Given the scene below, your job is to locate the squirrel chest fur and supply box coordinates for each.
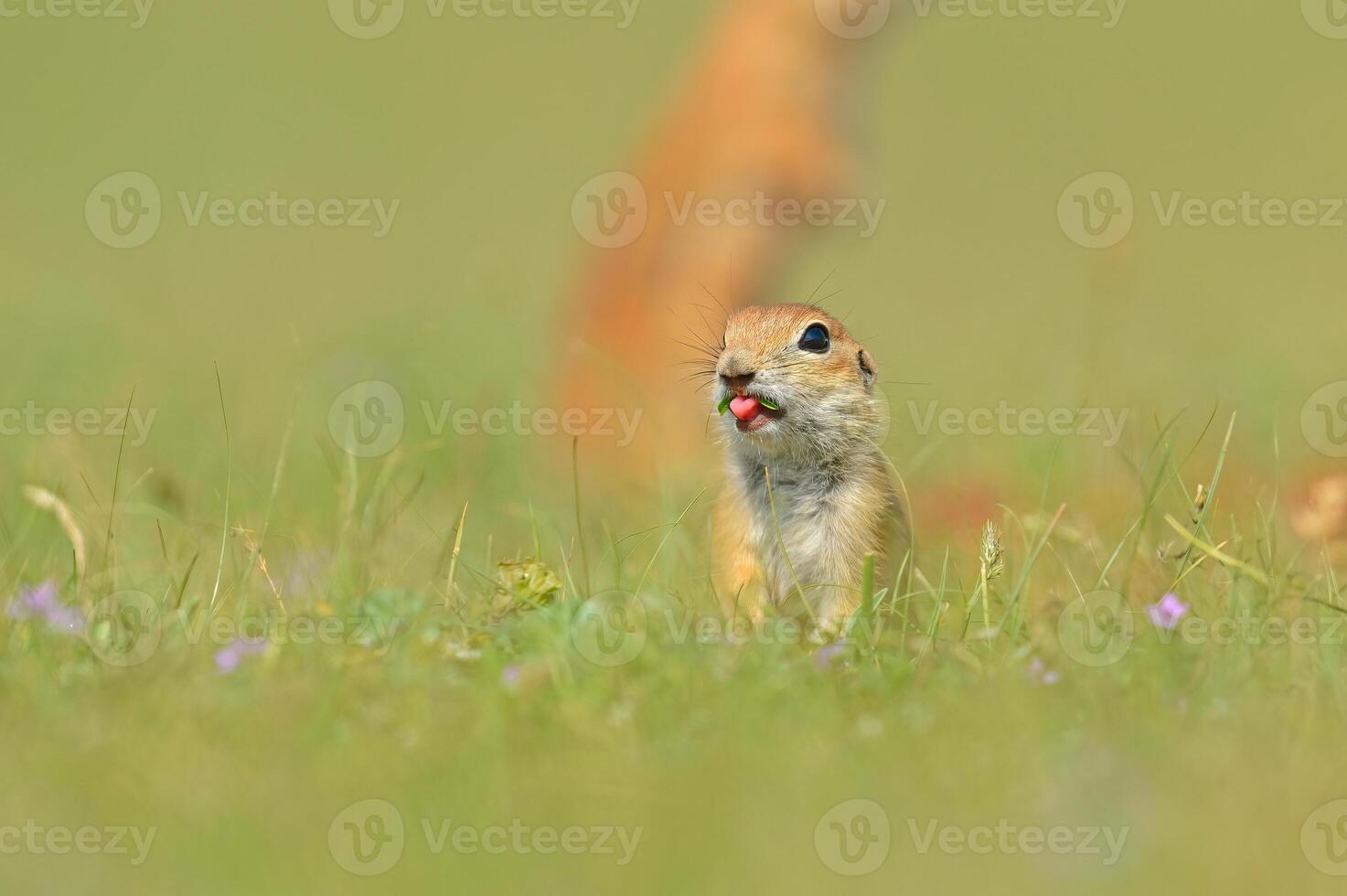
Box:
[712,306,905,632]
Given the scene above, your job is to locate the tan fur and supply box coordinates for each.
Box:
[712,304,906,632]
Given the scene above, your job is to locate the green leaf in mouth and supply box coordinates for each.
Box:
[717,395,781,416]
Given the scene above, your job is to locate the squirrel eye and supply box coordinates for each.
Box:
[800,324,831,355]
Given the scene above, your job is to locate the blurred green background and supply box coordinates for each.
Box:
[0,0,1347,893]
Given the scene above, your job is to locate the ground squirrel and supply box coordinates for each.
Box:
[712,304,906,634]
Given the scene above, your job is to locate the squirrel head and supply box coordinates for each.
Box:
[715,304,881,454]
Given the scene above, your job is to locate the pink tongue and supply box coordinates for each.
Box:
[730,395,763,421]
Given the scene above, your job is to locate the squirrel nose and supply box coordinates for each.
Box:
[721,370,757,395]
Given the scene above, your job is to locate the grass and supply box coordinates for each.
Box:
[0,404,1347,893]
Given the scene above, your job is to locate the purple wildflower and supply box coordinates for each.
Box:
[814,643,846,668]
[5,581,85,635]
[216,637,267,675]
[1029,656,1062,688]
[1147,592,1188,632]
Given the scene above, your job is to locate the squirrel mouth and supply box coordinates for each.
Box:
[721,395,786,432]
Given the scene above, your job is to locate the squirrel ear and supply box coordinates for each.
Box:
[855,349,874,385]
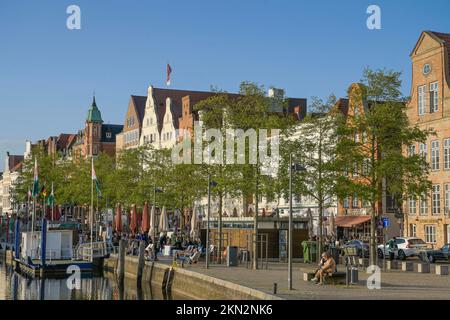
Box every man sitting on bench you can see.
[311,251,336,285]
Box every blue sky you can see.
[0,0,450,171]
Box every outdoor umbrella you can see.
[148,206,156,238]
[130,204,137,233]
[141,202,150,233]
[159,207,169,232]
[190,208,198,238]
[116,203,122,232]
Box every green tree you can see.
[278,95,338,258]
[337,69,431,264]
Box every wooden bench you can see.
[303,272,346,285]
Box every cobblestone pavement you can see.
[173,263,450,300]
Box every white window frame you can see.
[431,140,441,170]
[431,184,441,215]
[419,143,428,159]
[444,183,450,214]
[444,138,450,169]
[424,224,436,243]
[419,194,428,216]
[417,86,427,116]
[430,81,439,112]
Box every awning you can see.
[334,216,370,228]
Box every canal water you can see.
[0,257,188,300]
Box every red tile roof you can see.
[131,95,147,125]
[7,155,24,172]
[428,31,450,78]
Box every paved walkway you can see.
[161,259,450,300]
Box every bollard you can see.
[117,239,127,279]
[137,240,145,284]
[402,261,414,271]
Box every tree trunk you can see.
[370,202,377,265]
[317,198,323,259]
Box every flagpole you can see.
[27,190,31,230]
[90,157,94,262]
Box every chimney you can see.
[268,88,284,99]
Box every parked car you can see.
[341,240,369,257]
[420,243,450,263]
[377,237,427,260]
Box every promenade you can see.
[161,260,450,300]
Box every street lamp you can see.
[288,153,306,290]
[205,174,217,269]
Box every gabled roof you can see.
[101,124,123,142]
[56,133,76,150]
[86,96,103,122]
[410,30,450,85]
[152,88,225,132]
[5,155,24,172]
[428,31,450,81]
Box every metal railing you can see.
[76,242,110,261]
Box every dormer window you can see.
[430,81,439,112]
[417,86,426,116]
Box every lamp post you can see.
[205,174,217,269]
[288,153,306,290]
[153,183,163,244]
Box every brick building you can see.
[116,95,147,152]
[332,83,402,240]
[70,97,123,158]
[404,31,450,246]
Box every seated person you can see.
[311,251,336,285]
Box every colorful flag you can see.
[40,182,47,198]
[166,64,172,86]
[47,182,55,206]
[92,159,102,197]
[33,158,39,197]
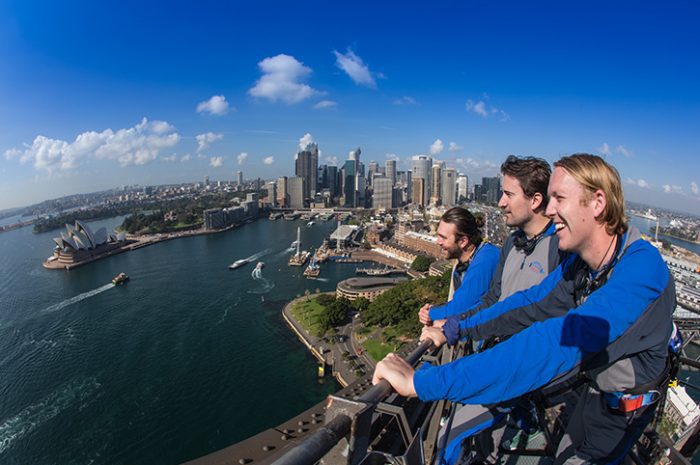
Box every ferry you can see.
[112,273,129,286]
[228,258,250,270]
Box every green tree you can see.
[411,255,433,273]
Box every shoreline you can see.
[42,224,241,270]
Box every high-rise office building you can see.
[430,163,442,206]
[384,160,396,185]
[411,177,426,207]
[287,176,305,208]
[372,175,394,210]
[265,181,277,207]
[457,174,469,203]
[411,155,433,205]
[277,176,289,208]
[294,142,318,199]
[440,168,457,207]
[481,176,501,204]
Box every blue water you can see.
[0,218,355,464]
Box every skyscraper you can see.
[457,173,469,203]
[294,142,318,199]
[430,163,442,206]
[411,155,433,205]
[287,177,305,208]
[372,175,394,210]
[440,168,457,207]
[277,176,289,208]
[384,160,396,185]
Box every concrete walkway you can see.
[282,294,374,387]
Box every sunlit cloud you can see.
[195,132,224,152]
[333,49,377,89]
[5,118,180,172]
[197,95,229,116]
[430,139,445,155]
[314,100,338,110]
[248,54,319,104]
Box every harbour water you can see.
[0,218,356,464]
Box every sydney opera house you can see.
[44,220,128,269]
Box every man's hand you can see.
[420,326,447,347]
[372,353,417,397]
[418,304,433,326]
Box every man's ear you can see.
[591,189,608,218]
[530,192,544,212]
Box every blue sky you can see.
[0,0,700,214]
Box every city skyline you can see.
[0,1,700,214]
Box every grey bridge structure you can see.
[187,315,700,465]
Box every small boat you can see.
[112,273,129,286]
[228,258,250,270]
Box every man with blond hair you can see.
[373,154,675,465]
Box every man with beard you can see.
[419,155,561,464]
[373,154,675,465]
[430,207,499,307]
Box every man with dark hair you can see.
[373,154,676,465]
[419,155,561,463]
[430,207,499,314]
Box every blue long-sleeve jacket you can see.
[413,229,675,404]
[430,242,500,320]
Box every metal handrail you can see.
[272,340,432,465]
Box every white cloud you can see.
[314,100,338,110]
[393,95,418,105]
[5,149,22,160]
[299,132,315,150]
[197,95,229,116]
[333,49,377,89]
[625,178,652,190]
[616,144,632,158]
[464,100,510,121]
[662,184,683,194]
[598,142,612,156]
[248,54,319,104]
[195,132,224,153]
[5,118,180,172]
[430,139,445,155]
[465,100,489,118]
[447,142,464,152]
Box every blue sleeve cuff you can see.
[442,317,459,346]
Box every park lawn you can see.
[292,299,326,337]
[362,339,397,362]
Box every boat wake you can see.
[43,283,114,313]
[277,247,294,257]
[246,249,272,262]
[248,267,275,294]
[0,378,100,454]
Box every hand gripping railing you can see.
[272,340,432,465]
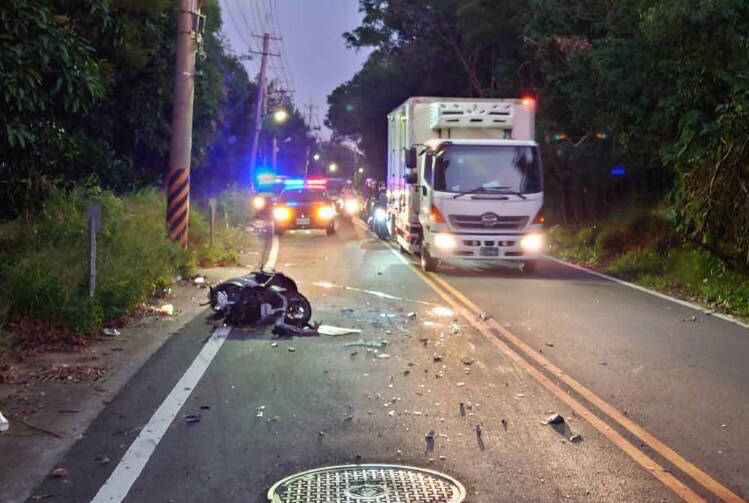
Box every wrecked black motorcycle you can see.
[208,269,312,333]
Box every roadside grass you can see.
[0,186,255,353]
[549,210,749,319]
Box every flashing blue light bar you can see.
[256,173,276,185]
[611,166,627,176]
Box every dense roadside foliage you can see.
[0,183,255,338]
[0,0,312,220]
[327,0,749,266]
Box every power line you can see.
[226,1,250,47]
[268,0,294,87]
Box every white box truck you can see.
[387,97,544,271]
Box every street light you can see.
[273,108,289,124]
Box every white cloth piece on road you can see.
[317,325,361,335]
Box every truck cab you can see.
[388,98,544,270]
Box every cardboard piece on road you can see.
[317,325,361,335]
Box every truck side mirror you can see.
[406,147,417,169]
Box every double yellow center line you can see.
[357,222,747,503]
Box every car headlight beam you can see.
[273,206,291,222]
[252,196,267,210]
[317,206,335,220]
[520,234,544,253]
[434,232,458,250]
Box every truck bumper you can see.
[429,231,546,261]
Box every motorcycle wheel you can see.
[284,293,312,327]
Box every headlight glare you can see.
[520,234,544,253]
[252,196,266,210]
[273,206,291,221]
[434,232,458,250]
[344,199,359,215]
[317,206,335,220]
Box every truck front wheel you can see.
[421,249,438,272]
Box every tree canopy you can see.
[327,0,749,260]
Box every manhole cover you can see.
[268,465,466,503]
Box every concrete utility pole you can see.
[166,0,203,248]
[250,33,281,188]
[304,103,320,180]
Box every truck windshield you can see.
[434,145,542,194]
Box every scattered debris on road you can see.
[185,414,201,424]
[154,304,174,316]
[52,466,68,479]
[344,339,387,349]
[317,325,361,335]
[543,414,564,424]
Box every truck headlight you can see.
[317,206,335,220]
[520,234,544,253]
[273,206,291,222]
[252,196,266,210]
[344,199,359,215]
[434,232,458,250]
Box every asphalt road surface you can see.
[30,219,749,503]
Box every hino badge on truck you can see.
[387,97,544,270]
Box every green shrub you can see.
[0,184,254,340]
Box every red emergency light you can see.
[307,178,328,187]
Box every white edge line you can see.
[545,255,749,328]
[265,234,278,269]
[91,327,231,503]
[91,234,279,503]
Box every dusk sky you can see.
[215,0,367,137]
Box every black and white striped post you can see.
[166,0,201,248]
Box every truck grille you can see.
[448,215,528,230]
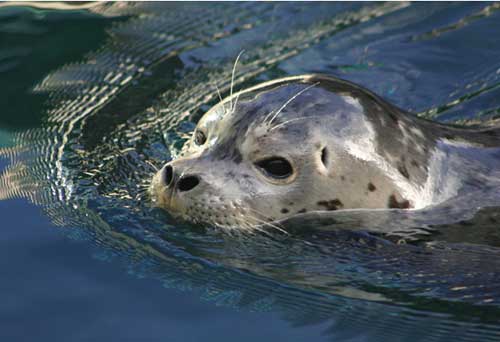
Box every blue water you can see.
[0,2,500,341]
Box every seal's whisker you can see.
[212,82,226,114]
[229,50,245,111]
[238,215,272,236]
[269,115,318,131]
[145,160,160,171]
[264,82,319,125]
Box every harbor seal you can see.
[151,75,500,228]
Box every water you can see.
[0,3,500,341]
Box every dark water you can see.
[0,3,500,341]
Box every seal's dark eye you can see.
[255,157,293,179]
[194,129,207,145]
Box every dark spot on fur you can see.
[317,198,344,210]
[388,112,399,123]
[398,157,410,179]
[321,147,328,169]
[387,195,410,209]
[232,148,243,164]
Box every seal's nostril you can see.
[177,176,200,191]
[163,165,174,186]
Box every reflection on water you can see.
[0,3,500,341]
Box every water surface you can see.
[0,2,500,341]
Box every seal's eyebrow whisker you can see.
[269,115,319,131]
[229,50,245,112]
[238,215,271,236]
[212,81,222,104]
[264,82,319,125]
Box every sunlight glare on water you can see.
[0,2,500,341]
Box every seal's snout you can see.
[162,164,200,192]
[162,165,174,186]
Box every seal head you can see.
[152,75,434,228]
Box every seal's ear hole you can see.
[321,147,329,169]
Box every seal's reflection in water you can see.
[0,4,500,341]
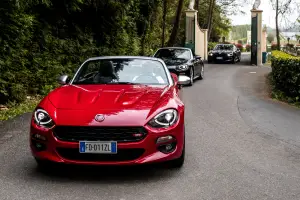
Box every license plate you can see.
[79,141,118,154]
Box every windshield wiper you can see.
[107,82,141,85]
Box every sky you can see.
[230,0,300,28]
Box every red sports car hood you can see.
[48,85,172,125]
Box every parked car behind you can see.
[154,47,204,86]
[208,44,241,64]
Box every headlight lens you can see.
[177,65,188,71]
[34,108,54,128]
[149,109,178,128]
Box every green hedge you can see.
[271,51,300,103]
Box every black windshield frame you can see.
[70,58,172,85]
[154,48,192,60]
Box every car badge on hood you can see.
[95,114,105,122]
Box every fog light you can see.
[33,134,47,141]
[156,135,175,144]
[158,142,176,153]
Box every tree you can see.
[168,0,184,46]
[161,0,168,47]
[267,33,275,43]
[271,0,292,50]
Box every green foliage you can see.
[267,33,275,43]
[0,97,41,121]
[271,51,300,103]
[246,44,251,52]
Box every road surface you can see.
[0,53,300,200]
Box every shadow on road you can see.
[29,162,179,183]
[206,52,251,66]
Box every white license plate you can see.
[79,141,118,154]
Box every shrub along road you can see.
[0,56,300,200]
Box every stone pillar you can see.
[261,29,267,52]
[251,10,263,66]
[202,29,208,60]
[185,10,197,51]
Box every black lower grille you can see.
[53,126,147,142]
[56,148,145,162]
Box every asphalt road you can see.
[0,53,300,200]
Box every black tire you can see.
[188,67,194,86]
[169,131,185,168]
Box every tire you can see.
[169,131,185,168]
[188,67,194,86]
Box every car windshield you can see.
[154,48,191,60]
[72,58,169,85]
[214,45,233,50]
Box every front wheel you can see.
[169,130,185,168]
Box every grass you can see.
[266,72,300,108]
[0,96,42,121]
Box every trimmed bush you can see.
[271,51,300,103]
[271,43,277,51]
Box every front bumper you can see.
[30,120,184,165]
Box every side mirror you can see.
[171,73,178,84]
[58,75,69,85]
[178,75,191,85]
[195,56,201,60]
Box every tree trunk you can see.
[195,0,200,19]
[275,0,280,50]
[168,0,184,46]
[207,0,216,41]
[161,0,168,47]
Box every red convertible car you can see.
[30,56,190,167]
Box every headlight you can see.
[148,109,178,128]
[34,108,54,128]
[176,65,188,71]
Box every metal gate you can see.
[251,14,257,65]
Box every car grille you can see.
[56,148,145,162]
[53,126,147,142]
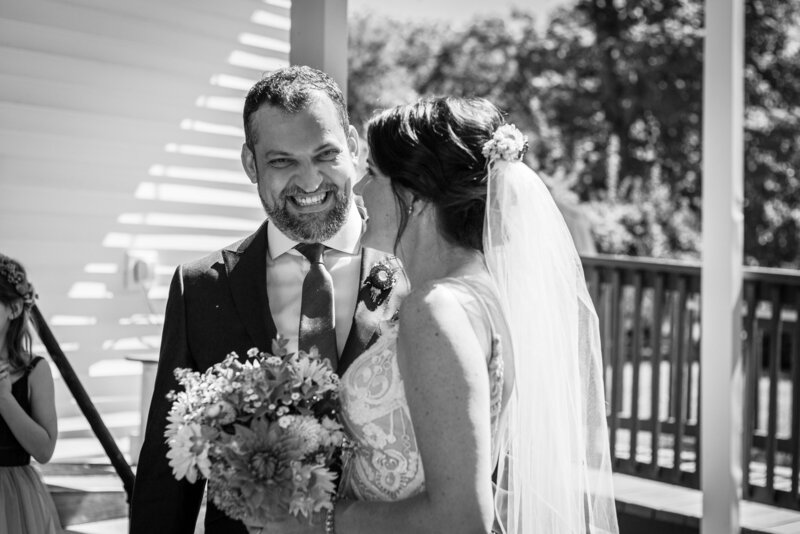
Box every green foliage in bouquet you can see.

----

_Written problem_
Reproduce the lines of the records verbatim, beginning with the line containing "nose and supply box coordinates for each." and continuing through the line containing "[0,404,1347,893]", with both of those lines included.

_Written answer_
Given the scene above, your job is to locate the squirrel nose and supply box coordinates for each.
Box:
[721,370,757,395]
Given the scene above, your job is to locate the grass and supply box coordinates for each.
Box:
[0,404,1347,893]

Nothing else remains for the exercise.